→ **TASK GOAL**:
Reproduce each line of the listing exactly.

#####

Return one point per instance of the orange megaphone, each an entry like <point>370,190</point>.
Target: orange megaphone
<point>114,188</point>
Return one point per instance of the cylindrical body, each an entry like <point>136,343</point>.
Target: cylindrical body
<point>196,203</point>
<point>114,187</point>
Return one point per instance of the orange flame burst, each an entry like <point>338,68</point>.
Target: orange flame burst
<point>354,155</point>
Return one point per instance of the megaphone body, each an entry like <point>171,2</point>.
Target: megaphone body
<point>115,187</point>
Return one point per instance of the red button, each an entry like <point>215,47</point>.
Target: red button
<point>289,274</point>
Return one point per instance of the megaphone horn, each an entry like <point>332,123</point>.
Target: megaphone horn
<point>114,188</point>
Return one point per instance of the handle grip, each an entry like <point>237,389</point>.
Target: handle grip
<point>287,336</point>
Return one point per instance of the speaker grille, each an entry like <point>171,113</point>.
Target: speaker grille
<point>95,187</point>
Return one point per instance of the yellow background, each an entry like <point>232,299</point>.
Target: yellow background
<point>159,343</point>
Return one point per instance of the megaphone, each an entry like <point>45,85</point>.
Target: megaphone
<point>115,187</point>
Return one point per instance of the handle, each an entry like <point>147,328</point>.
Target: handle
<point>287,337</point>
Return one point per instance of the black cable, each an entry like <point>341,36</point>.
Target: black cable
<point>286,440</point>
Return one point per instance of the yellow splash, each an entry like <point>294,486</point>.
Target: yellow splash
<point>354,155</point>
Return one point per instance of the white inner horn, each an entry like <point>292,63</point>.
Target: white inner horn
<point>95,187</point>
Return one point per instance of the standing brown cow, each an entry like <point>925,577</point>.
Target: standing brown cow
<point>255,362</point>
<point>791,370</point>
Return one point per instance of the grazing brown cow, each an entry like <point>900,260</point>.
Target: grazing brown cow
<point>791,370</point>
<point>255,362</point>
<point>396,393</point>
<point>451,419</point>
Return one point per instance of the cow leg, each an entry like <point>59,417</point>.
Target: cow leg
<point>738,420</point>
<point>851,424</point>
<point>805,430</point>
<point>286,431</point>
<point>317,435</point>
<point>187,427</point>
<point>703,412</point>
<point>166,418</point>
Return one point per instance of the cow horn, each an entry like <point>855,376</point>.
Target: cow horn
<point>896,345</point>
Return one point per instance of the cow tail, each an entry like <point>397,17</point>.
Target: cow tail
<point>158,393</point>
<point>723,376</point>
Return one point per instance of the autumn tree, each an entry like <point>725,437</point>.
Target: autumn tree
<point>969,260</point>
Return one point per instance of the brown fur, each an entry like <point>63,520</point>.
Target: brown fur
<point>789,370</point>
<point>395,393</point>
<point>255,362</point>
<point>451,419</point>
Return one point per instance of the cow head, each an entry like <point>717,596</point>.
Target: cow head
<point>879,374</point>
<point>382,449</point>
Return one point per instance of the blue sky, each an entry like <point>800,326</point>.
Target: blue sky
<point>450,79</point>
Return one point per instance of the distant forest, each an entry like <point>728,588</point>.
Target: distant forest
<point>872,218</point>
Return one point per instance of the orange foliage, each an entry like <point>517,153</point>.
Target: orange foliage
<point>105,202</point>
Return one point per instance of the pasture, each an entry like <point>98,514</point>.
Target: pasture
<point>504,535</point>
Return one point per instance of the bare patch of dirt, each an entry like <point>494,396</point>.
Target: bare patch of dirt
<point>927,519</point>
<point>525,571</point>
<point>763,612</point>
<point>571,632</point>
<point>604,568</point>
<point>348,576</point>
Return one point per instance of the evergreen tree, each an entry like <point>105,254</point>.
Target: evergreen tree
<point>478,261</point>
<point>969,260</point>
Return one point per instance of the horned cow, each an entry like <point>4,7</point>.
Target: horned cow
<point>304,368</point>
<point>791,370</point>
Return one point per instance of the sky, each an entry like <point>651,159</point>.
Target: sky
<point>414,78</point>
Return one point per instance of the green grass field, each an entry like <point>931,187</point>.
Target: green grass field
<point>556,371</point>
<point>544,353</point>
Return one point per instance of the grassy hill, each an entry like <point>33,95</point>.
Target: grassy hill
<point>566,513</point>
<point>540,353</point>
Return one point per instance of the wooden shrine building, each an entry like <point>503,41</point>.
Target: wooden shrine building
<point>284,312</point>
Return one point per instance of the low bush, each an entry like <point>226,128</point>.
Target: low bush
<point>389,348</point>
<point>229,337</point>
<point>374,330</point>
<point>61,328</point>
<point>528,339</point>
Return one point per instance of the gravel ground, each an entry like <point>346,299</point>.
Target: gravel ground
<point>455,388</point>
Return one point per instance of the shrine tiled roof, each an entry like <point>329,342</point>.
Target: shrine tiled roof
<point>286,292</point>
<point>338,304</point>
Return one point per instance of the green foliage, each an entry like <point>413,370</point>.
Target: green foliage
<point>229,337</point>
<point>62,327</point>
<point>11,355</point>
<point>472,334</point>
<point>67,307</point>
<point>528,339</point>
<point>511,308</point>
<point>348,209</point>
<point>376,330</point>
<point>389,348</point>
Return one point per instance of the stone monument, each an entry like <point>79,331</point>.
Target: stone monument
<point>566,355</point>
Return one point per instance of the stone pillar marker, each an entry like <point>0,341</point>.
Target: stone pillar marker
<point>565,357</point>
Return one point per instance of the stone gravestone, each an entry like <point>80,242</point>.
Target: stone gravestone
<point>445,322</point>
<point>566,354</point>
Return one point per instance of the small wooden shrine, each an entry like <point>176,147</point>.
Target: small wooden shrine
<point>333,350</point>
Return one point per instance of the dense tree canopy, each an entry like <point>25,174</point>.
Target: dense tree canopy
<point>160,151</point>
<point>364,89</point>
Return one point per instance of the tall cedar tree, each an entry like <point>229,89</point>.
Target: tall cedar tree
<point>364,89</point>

#####

→ **ANSWER AREA**:
Return one point per instance of the orange megaphone, each an entry like <point>370,190</point>.
Target: orange megaphone
<point>114,188</point>
Return one point per instance of the cylindrical body, each an entry like <point>136,343</point>.
Target: cylindrical body
<point>196,203</point>
<point>114,187</point>
Return one point per instance of the orange flame burst, each an entry like <point>338,68</point>.
Target: orange flame burst
<point>354,155</point>
Return one point per instance of the megaphone body, each an entry like <point>171,2</point>.
Target: megaphone body
<point>115,187</point>
Return one point per instance of the red button, each an entry like <point>215,47</point>.
Target: red button
<point>289,274</point>
Return one point per instance of the megaphone horn, each an entry like <point>332,123</point>.
Target: megaphone horn
<point>114,188</point>
Return one point per instance of the handle grip, each an entry like <point>237,389</point>.
Target: handle grip
<point>287,336</point>
Return one point per instance of the speaker grille, each an entry like <point>171,113</point>.
Target: speaker grille
<point>95,187</point>
Return one point per instance of the yellow background, each an entry like <point>232,299</point>.
Target: yellow background
<point>159,343</point>
Return one point per instance of the megaphone, each an entry like <point>45,85</point>.
Target: megaphone
<point>115,187</point>
Return one point per instance of the handle, each an entry like <point>147,328</point>.
Target: handle
<point>287,337</point>
Return one point per instance of the black cable, each an entry like <point>341,36</point>.
Target: black cable
<point>286,440</point>
Return one point per instance of the yellow splash, each an entry like <point>294,486</point>.
Target: yellow splash
<point>354,155</point>
Return one point per instance of the white inner horn, each an entry like <point>292,63</point>.
Target: white inner horn
<point>95,187</point>
Return one point per instance of the standing brown cow, each an entry like <point>925,577</point>.
Target: standing brown cow
<point>255,362</point>
<point>791,370</point>
Return one point per instance of the grazing brown cow, each an entry like <point>900,260</point>.
Target: grazing brown cow
<point>791,370</point>
<point>255,362</point>
<point>396,393</point>
<point>451,419</point>
Return one point per instance of the cow leg, each an entry like <point>59,417</point>.
Target: cow leg
<point>738,420</point>
<point>851,424</point>
<point>805,430</point>
<point>286,431</point>
<point>317,435</point>
<point>187,427</point>
<point>703,412</point>
<point>166,418</point>
Return one point per instance of the cow horn, each an entry like <point>855,376</point>.
Target: cow horn
<point>896,345</point>
Return one point per instance of the cow tail, each an entry like <point>397,17</point>.
Target: cow tail
<point>158,393</point>
<point>723,376</point>
Return one point per instance of the autumn tree, each an entry like <point>725,437</point>.
Target: autumn tree
<point>969,260</point>
Return one point per instance of the brown fur, each an entry like <point>63,520</point>.
Target: brown fur
<point>789,370</point>
<point>395,393</point>
<point>255,362</point>
<point>451,419</point>
Return one point per instance of the cow head, each an entry like <point>717,596</point>.
Target: cow head
<point>879,374</point>
<point>382,449</point>
Return one point per instance of the blue sky, each an entry like <point>800,326</point>.
Target: blue sky
<point>450,79</point>
Return one point per instance of the distant forest, each an entry like <point>728,588</point>.
Target: distant forest
<point>872,218</point>
Return one point per instance of the orange foliage, each an entry like <point>517,153</point>.
Target: orange foliage
<point>105,202</point>
Return one point per instance of the pasture, each an entry like <point>98,514</point>.
Target: pasture
<point>504,535</point>
Return one point per instance of the bare patch of dirt, each an entry like <point>494,396</point>.
Target: bare patch of dirt
<point>927,519</point>
<point>525,571</point>
<point>763,612</point>
<point>571,632</point>
<point>604,568</point>
<point>348,576</point>
Return one point per instance of the evergreen tree, each an entry like <point>105,254</point>.
Target: evergreen tree
<point>478,261</point>
<point>969,260</point>
Return one point per instance of the horned cow, each an entry like <point>4,7</point>.
Target: horned cow
<point>304,368</point>
<point>791,370</point>
Return one point per instance of the sky, each an entry like <point>651,159</point>.
Target: sky
<point>414,78</point>
Return one point per instance of the green grass field, each an entry like <point>931,187</point>.
Target: green grass field
<point>556,371</point>
<point>544,353</point>
Return one point per instance of the grassy hill, each an entry like <point>33,95</point>.
Target: grassy hill
<point>566,513</point>
<point>540,353</point>
Return one point per instance of the wooden shrine building, each an entry like <point>503,41</point>.
Target: wooden shrine building
<point>284,312</point>
Return one point per instance of the low bush, each an entry like <point>226,128</point>.
Target: low bush
<point>389,348</point>
<point>229,337</point>
<point>374,330</point>
<point>61,328</point>
<point>528,339</point>
Return one point per instance of the gravel ground, each an entry like <point>346,299</point>.
Target: gravel ground
<point>455,388</point>
Return one point per instance of the shrine tiled roof, each an entry like <point>329,342</point>.
Target: shrine tiled roof
<point>286,292</point>
<point>338,304</point>
Return one point per instance of the green foliage, each an entry like <point>413,370</point>.
Target: green foliage
<point>229,337</point>
<point>62,327</point>
<point>11,355</point>
<point>472,334</point>
<point>67,307</point>
<point>528,339</point>
<point>511,308</point>
<point>348,209</point>
<point>376,330</point>
<point>389,348</point>
Return one point per instance of the stone monument, each an entry like <point>79,331</point>.
Target: stone monument
<point>566,355</point>
Return one point per instance of the stone pillar marker, each an entry like <point>0,341</point>.
Target: stone pillar marker
<point>565,357</point>
Return one point per instance of the stone gravestone, each an entry like <point>80,242</point>.
Target: stone gravestone
<point>445,322</point>
<point>566,354</point>
Return one point per instance of the small wooden shrine, each an entry like <point>176,147</point>.
Target: small wooden shrine
<point>333,350</point>
Return one point per instance of the dense tree canopy, each an entry like <point>25,174</point>.
Target: dense tree canopy
<point>160,151</point>
<point>364,89</point>
Return one point per instance of the tall cedar tree, each an entry like <point>229,89</point>.
Target: tall cedar tree
<point>364,89</point>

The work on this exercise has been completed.